━━ Given entries

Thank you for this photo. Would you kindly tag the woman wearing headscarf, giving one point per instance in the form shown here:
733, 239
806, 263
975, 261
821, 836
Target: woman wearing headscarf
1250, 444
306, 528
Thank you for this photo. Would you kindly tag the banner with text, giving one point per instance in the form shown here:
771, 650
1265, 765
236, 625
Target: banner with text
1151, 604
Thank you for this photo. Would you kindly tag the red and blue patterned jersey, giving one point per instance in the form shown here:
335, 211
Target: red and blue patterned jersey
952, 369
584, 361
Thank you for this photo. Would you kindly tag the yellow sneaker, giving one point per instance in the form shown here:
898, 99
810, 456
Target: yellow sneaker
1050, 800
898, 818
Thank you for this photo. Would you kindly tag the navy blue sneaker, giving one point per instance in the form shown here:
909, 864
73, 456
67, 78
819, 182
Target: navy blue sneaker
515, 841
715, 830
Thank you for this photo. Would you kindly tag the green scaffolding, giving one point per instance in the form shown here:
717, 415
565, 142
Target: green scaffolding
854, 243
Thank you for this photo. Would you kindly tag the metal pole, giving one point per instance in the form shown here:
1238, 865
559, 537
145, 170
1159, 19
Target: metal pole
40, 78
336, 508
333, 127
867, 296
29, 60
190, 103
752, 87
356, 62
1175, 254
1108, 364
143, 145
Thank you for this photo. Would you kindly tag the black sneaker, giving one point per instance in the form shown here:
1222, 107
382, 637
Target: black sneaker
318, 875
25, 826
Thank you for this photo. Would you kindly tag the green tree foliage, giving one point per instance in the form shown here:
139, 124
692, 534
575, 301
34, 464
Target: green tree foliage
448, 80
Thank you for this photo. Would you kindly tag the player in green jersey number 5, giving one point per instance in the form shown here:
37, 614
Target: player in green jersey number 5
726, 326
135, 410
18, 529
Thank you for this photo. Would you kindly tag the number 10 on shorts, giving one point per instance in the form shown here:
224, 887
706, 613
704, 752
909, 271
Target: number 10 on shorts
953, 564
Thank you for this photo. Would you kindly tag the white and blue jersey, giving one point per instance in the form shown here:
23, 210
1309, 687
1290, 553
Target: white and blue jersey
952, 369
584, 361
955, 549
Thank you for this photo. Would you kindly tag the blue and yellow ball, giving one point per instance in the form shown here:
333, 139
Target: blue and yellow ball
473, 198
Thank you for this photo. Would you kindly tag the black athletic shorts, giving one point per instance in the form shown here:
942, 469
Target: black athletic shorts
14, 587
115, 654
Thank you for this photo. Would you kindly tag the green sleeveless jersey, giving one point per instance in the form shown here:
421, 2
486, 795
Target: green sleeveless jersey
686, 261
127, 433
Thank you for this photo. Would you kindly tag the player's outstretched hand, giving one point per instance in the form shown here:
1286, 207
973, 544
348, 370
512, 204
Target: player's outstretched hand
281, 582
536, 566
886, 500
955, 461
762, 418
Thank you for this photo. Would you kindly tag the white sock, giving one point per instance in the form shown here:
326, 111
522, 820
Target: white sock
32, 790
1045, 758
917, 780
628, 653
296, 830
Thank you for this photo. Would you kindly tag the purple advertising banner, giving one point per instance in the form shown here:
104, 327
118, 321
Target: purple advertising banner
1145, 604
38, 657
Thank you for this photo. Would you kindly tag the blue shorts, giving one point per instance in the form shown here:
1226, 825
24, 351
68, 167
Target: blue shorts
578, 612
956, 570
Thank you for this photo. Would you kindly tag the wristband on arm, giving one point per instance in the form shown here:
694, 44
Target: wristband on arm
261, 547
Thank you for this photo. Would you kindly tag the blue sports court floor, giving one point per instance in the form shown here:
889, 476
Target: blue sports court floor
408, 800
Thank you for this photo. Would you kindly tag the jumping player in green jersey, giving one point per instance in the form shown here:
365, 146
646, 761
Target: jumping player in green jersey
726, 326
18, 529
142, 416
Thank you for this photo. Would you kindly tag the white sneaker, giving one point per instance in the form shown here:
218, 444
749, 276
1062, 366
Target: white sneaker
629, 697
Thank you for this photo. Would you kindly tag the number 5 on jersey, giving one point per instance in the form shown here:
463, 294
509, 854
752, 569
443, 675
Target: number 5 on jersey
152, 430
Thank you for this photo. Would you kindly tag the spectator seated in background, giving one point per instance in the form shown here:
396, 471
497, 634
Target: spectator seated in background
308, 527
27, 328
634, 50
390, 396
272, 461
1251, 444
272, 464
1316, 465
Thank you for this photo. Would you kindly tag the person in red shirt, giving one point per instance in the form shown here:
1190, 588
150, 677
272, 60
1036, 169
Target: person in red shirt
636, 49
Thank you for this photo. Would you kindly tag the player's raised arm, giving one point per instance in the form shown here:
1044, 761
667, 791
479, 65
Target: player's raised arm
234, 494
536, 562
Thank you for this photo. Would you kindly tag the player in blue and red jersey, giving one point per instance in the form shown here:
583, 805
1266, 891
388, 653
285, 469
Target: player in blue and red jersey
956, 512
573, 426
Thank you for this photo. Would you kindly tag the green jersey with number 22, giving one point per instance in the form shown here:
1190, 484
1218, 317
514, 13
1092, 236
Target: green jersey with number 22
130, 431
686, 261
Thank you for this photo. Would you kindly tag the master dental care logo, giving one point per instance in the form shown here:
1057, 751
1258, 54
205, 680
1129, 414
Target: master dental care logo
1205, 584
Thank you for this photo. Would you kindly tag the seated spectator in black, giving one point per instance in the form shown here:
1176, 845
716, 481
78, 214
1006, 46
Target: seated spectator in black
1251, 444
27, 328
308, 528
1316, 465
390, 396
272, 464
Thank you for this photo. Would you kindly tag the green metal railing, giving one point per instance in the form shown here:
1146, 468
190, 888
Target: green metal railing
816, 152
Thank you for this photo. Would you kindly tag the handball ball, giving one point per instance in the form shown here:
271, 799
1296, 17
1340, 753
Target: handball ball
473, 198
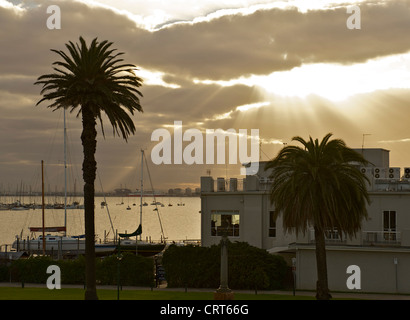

━━━━

_Try it_
Retype all the material word for word while skipping any picture it contains.

_Solved exercise_
Thank you for this photo. Would you kindly tag the woman wearing headscarf, giving one point per instance in the form shown here:
733, 239
806, 263
975, 261
821, 836
Target: woman wearing headscarf
1250, 444
306, 528
Thank you for this photo. Would you kindly tag the banner with text, giving one point per instance in the form shown here:
771, 650
1265, 765
236, 625
Target: banner with text
1151, 604
Thank you for this photo. Would you kindly tag the red and blue patterned jersey, giving one point per instance in the form shown here:
335, 211
Target: red and blue patterned jersey
952, 369
584, 361
Thank you for this photo. Would you kindly tag the yellow sneaker, giving one point per instance in the form shown here:
898, 99
810, 456
Target: yellow sneaker
1050, 800
898, 818
Thank you for this photo. Would you kindly tag the navy blue sneaker, giving one point per instance in the form shown here:
909, 864
73, 456
67, 78
819, 182
Target: navy blue sneaker
515, 841
715, 830
Thank you for this photo. Would you kindly tag the green scaffolding, giving one point per instance in the form shown here:
717, 415
565, 142
Target: green scaffolding
854, 243
Thank you for this photo. Would you kindly tag the metal pole, giving one point per instance in the form shown here:
1238, 865
559, 537
145, 170
1159, 19
Target: metal pole
40, 78
336, 508
333, 127
867, 296
29, 60
190, 103
752, 87
356, 62
1175, 254
1108, 364
143, 145
Thank you for this photo. Would you kindly tag the black sneaker, giving one point per instance in the form shown here:
1222, 107
382, 637
Target: black sneaker
318, 875
25, 826
Thank you for this photo. Would you kindly tag the green tree foliage, giving one point per instance in the form shown here:
139, 124
692, 534
575, 301
34, 464
Target: green tree foliage
448, 80
Thank you for this photo. Would you kindly tag the player in green jersey number 5, giving one point per instance in the form shown here:
37, 614
Target: player in green jersey number 5
726, 326
135, 410
18, 529
Thank you for this photo. Would you kindly tag the number 10 on shorts, giving one point per instance in the form shown here:
224, 887
706, 613
704, 752
909, 271
Target: number 10 on shorts
953, 564
Thank you for this photo. Would you kindly tag the white and blue jersey, giving one point per instance in the form shown here:
23, 210
1309, 687
1290, 553
Target: white and blue jersey
952, 369
584, 361
955, 549
Thank you for this photo. Would you kindly tag the blue and yellow ball, giving one point per instance in the form shown here:
333, 139
Target: blue and yellow ball
473, 198
Thank you for this photo. Would you kindly tag the black athletic shorts, giving one point per instance in the form shown here:
942, 469
Target: black athletic shorts
14, 587
115, 654
Thank you for this photo. Would you kindly tag the green sleeveless jersey, giving one point per instance in the form shown here:
421, 2
486, 795
Target: green sleeveless jersey
686, 261
127, 433
Thank you for this photo. Would you kindly tag the player's outstretched hand, giving one point per instance in the form shown here:
1286, 207
973, 544
348, 370
512, 204
Target: player's outstretched hand
281, 582
536, 566
886, 500
955, 461
762, 418
Thank you for this photo. Would you kindly tag the white sock, giving one point per instance in the form shown here:
326, 111
522, 820
Target: white sock
32, 790
1045, 758
917, 780
628, 653
296, 830
Thank you for this photo. Would you kindly tag the purple advertising banner, giving one point per instance in the form shown here:
104, 327
118, 321
Target: purple advertising banner
1145, 604
38, 657
Thank you for this photo. Would you kindly tag the blue shorts, giving one point per instance in the form shown here:
1226, 825
24, 351
68, 167
Target: blue shorts
578, 612
956, 570
Thank you for this photo. Would you kindly tag the wristband on arm, giving one point per instance in the form shown here:
694, 44
Target: wristband on arm
261, 547
Thank you for this photo. Would you kindly tag the blue sports court floor, giving one point per instance in the form shown here:
889, 476
Target: blue sports court floor
408, 800
Thank you for this photo. Would you kindly tag the jumping player in green jersey, giving one point per instance in the form shown here:
365, 146
646, 761
Target: jumping player in green jersey
726, 326
18, 529
142, 416
Thank you for this photo. Would you kindly tag the white sneaker, giving one point per instance in the form shown here:
218, 444
749, 276
1062, 366
Target: white sneaker
629, 697
Thank you for this photo. Would you kindly tag the number 5 on jersey, giving one point per instance in the form shown here:
463, 294
509, 854
752, 569
443, 675
Target: number 5 on jersey
152, 430
Thank you for this photo. Would you kindly tag the spectator seated in background, giving one point per instance in the form shown here:
396, 471
497, 634
Target: spectator seated in background
308, 527
27, 328
634, 50
390, 396
272, 461
1251, 444
272, 464
1316, 465
Thank you for this photo. Would you kindly tag the person in red shirt, giving one point per instance in the form shown here:
1190, 588
150, 677
272, 60
1036, 169
Target: person in red shirt
636, 49
Thank you for this photo. Would you kindly tag the player's raised arm, giving one point per instance in the form shown here:
1044, 761
667, 791
479, 65
Target: player's raised arm
234, 494
536, 562
Thank you for this photo. Would you kindly tag the player in blue and red jersey, giving one point per instance in the form shown here:
583, 805
1266, 891
388, 653
285, 469
Target: player in blue and red jersey
956, 512
573, 426
Thank you for this photo. Would you kindly tag the green jersey with number 22, giving one point per instance in the form shown here:
1190, 484
1218, 317
514, 13
1092, 236
Target: green jersey with number 22
130, 431
686, 261
Thank you for this photo. Would you kindly tag the master dental care logo, giving one point per instance in the form shown here:
1057, 751
1258, 54
205, 680
1129, 414
Target: master dental care logo
1205, 584
Thank you for this photo. Would you kindly tag the seated spectator in black, giving one point per instance in the form shown here:
1176, 845
716, 481
78, 214
1006, 46
Target: seated spectator in black
1251, 444
27, 328
308, 528
1316, 465
390, 396
272, 464
Thank you for this photo. Would you kindly tag the green metal railing, giving one point per instance in the form shown here:
1146, 468
190, 888
Target: green metal railing
816, 152
Thank you for this photo. Would you kindly tag the handball ball, giving one point per instance in the form shown here:
271, 799
1296, 17
1340, 753
Target: handball ball
473, 198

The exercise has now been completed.